#### Brief:
Once the line containing "319L860 327L856 349L835" is found in the entries below, restate it and each following line word for word, stopping after the line containing "275L726 262L619 272L554".

(Data extracted from a collection)
_ _ _ _

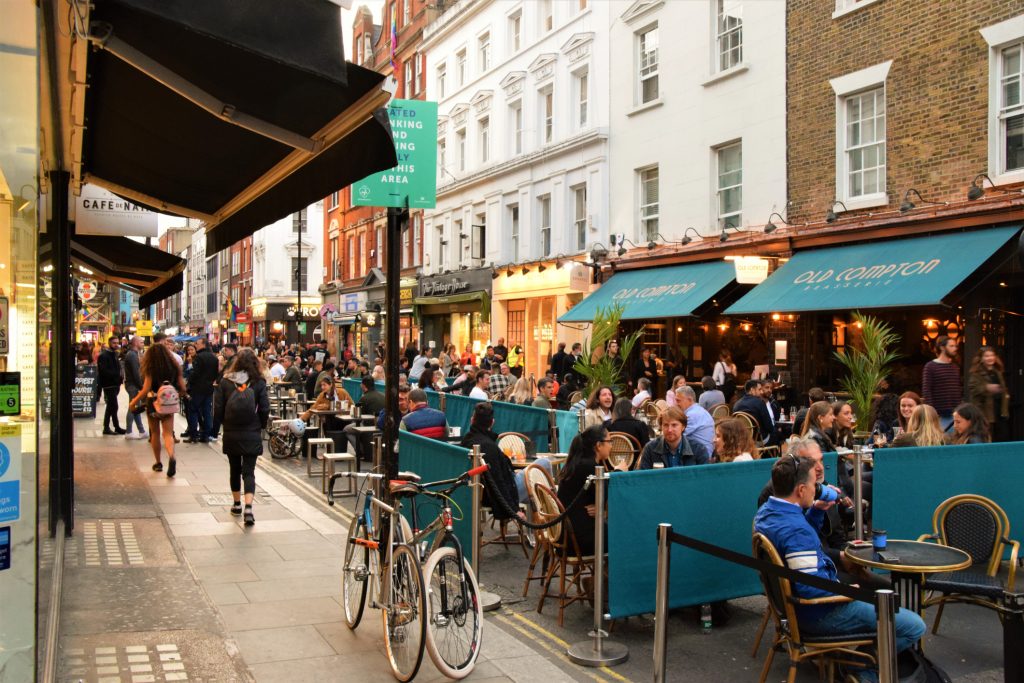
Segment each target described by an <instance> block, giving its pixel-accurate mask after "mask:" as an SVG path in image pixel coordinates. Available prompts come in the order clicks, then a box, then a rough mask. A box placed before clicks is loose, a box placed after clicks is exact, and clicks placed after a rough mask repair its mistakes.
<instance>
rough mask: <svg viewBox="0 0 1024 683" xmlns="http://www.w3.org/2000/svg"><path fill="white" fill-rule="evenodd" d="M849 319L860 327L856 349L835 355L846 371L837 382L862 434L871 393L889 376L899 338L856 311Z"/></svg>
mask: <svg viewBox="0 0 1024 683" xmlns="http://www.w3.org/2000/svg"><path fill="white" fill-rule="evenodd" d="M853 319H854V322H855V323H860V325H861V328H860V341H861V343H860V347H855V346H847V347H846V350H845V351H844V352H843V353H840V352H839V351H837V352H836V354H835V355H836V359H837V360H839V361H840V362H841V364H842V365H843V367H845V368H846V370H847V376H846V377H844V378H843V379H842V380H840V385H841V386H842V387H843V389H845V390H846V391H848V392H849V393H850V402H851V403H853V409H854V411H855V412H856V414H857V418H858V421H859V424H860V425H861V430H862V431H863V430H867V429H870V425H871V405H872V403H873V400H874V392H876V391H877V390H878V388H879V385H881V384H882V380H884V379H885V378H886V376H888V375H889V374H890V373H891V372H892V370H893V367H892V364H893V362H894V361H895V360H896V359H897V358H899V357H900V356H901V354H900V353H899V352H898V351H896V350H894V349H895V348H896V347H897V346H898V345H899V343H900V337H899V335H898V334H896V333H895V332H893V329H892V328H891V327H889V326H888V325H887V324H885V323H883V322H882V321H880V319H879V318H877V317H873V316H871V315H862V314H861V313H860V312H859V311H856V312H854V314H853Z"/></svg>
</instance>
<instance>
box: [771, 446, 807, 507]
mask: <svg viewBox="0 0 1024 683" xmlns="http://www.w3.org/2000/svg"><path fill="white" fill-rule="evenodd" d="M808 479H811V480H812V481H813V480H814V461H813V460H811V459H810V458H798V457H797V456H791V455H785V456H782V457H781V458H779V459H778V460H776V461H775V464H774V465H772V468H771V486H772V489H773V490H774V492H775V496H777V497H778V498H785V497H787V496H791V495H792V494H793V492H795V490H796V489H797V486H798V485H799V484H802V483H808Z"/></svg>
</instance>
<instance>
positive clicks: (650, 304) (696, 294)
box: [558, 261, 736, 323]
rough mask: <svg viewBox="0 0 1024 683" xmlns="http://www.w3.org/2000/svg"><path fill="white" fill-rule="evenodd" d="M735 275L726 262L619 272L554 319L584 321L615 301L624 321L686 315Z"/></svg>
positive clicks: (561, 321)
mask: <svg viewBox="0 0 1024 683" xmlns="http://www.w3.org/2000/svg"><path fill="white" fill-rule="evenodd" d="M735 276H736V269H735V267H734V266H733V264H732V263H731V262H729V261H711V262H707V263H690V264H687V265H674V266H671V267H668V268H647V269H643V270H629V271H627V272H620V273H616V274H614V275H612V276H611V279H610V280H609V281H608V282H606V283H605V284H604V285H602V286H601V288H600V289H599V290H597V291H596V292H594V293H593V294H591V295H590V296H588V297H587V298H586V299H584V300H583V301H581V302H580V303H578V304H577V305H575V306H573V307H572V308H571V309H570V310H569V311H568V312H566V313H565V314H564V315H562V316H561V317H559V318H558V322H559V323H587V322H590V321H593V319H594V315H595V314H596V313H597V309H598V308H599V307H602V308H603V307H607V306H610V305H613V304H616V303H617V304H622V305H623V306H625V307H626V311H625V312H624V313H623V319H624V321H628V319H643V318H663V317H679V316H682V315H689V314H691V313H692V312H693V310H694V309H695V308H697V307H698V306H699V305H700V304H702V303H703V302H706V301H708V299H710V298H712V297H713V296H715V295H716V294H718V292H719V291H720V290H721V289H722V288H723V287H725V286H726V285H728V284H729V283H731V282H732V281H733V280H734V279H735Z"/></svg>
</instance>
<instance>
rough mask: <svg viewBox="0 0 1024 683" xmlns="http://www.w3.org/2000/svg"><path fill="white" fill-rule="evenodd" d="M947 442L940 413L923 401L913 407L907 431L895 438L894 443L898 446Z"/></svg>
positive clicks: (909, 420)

_ _ _ _

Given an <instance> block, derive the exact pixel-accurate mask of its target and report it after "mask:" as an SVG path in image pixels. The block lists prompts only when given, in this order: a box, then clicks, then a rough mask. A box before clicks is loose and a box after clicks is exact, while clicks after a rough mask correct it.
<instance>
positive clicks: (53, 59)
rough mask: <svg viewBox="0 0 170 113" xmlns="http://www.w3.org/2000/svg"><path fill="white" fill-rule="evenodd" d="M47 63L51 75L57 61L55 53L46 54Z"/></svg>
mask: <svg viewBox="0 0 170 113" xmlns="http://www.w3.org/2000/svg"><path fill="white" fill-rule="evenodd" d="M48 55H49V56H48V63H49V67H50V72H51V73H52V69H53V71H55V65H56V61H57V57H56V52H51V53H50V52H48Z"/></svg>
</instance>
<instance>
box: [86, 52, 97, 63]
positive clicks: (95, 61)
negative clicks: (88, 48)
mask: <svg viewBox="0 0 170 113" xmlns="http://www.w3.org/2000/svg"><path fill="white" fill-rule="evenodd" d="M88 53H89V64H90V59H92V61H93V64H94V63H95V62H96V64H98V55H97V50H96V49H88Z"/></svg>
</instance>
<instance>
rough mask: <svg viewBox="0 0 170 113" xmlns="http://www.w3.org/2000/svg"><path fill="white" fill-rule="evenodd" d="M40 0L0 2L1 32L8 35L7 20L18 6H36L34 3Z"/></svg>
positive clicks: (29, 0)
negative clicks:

_ _ _ _

#### Exercise answer:
rough mask: <svg viewBox="0 0 1024 683" xmlns="http://www.w3.org/2000/svg"><path fill="white" fill-rule="evenodd" d="M849 319L860 327L856 349L835 355L846 371L837 382L862 434L871 393L889 376L899 338L856 311Z"/></svg>
mask: <svg viewBox="0 0 1024 683" xmlns="http://www.w3.org/2000/svg"><path fill="white" fill-rule="evenodd" d="M853 319H854V322H855V323H860V325H861V328H860V341H861V343H860V347H855V346H847V347H846V350H845V351H844V352H843V353H840V352H839V351H837V352H836V354H835V355H836V359H837V360H839V361H840V362H841V364H842V365H843V367H845V368H846V370H847V376H846V377H844V378H843V379H842V380H840V385H841V386H842V387H843V389H845V390H846V391H848V392H849V393H850V402H851V403H853V409H854V411H855V412H856V414H857V418H858V421H859V424H860V425H861V430H862V431H863V430H867V429H870V425H871V405H872V403H873V400H874V392H876V391H877V390H878V388H879V385H881V384H882V380H884V379H885V378H886V376H888V375H889V374H890V373H891V372H892V370H893V367H892V364H893V362H894V361H895V360H896V359H897V358H899V357H900V356H901V354H900V353H899V352H898V351H896V350H894V349H895V348H896V347H897V346H898V345H899V343H900V337H899V335H898V334H896V333H895V332H893V329H892V328H891V327H889V326H888V325H887V324H885V323H883V322H882V321H880V319H879V318H877V317H873V316H871V315H862V314H861V313H860V312H859V311H856V312H854V314H853Z"/></svg>
</instance>
<instance>
box: [771, 446, 807, 507]
mask: <svg viewBox="0 0 1024 683" xmlns="http://www.w3.org/2000/svg"><path fill="white" fill-rule="evenodd" d="M808 479H811V480H812V481H813V480H814V461H813V460H811V459H810V458H798V457H797V456H791V455H785V456H782V457H781V458H779V459H778V460H776V461H775V464H774V465H772V468H771V486H772V489H773V490H774V492H775V496H777V497H778V498H785V497H787V496H791V495H792V494H793V492H795V490H796V489H797V486H798V485H799V484H802V483H808Z"/></svg>
</instance>
<instance>
positive clicks: (650, 304) (696, 294)
box: [558, 261, 736, 323]
rough mask: <svg viewBox="0 0 1024 683" xmlns="http://www.w3.org/2000/svg"><path fill="white" fill-rule="evenodd" d="M735 275L726 262L619 272L554 319L584 321L615 301L624 321L686 315Z"/></svg>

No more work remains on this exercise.